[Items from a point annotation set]
◇ ◇ ◇

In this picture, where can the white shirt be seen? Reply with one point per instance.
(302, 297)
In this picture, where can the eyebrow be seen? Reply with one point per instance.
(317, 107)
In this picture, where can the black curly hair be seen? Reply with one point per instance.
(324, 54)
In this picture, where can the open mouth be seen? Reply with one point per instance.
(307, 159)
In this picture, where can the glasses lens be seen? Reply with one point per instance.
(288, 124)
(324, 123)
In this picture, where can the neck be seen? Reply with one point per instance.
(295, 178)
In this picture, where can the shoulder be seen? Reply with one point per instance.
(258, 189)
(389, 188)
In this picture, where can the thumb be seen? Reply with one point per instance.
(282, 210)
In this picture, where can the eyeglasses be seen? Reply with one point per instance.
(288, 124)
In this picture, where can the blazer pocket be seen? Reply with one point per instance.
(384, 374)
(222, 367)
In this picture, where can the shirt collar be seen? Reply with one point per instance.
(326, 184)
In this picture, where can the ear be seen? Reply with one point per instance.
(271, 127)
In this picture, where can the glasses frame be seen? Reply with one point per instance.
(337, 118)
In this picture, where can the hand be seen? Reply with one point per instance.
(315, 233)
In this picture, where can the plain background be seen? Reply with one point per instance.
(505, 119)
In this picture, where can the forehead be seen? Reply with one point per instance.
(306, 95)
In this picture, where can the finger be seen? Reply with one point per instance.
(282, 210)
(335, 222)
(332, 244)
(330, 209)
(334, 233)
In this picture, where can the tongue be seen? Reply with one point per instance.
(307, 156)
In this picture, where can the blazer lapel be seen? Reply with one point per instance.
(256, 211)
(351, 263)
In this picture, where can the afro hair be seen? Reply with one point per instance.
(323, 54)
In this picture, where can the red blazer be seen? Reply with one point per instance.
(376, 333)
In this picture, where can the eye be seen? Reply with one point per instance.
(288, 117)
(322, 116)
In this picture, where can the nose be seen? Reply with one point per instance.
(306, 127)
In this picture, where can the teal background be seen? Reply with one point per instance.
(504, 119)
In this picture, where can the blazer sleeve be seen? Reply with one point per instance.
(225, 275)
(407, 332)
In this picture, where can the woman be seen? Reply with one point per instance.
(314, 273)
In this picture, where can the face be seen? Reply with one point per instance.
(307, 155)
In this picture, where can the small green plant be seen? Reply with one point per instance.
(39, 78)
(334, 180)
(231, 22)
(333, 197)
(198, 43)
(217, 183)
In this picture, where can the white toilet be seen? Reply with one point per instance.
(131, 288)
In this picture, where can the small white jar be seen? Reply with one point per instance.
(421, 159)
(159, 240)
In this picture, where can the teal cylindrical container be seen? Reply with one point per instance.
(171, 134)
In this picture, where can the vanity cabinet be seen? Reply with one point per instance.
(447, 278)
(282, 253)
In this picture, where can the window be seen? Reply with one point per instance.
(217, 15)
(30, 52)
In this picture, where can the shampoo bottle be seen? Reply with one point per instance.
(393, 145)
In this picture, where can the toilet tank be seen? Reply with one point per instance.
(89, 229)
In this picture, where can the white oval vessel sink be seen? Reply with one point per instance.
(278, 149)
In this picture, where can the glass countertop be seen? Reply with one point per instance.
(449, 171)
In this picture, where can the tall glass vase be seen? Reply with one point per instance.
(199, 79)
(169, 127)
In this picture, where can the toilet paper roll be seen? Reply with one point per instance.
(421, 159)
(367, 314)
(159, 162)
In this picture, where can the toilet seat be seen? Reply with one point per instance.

◇ ◇ ◇

[What is expected] Rewrite every item above as a numbered list, leaving out any blank lines.

[Result of this task]
1. In this picture, where can the white shirt be seen? Reply with one point per instance.
2. (302, 297)
3. In this picture, where can the eyebrow be seen? Reply with one point per instance.
4. (317, 107)
5. In this picture, where can the black curly hair be seen? Reply with one point per instance.
6. (324, 54)
7. In this picture, where can the open mouth be seen? Reply with one point per instance.
8. (307, 159)
9. In this picture, where can the glasses lens be seen? Reply with one point per instance.
10. (288, 124)
11. (324, 123)
12. In this picture, where can the neck be seen? Reply with one point per instance.
13. (295, 178)
14. In this picture, where can the shoulder be seen? Reply with one point per instance.
15. (258, 189)
16. (389, 188)
17. In this picture, where can the thumb be seen? Reply with one point per instance.
18. (282, 210)
19. In this picture, where can the eyeglasses be seen? Reply with one point per instance.
20. (288, 124)
21. In this picture, where can the blazer pocket be seen? Reply with one point per instance.
22. (384, 374)
23. (222, 367)
24. In this picture, where can the shirt collar be seen? Reply with one point per instance.
25. (326, 184)
26. In this picture, where can the ear be seen? Reply with one point per instance.
27. (271, 127)
28. In this picture, where can the glasses frame be seen? Reply with one point per instance.
29. (337, 118)
30. In this picture, where can the hand be seen? Reply with one point per instance.
31. (315, 233)
32. In this picture, where can the plain background be seen? Reply with one point per instance.
33. (505, 119)
34. In this picture, where can the forehead be seen? Reply with one point per instance.
35. (306, 95)
36. In this picture, where can the finger be seen? Reply with one point per instance.
37. (282, 210)
38. (335, 222)
39. (332, 244)
40. (330, 209)
41. (334, 233)
42. In this picture, where can the tongue be seen? Reply with one point per instance.
43. (307, 156)
44. In this picture, where can the blazer lapel be seen? Reply with one point per instance.
45. (256, 211)
46. (351, 263)
47. In this picture, where can the afro hair be seen? Reply with one point per instance.
48. (323, 54)
49. In this picture, where can the red blazer be seen? Reply with one point per instance.
50. (376, 333)
51. In this picture, where can the eye be seen? Reply with one point per instance.
52. (288, 117)
53. (322, 116)
54. In this picture, where can the nose be seen? Reply with one point per instance.
55. (306, 127)
56. In this picture, where can the teal background be seen? Reply with one point per instance.
57. (504, 119)
58. In this picture, where can the blazer sleeve be seen? Reply with one point per instance.
59. (225, 275)
60. (407, 332)
61. In this picture, where can the woman be seen? Reply with one point per instance.
62. (314, 273)
63. In this picture, where can the face be seen? Reply with one point per instance.
64. (307, 155)
65. In this picture, where can the small green plant be seen? Reply with one point per instance.
66. (39, 78)
67. (334, 180)
68. (231, 22)
69. (333, 197)
70. (198, 43)
71. (217, 183)
72. In this picture, where can the white toilet be seen? Reply with one point per instance.
73. (131, 288)
74. In this picture, where can the small white jar be seen? Reply with one point per instance.
75. (421, 159)
76. (159, 240)
77. In this picture, where can the teal cylindrical container be seen? Reply with one point per instance.
78. (171, 134)
79. In this picture, where can the vanity cabinet be seen? Reply with one point per instance.
80. (447, 278)
81. (282, 253)
82. In this picture, where can the window be seen? Reply with one point per instance.
83. (217, 15)
84. (30, 52)
85. In this picture, where can the shampoo bottle be seen? Reply with one point per instance.
86. (393, 145)
87. In this picture, where can the toilet tank be seen? Reply with one point per instance.
88. (89, 229)
89. In this picture, where can the white oval vessel sink be seen? Reply with one point per instance.
90. (278, 149)
91. In this picture, where can the glass countertop be seen? Reply with one point per instance.
92. (449, 171)
93. In this picture, where can the tall glass vase be seen? Reply with one point per instance.
94. (199, 79)
95. (169, 127)
96. In this picture, where can the toilet paper roll be seen? Reply with one point per instance.
97. (421, 159)
98. (367, 314)
99. (159, 162)
100. In this picture, where can the toilet seat be seen? Reply with one point per instance.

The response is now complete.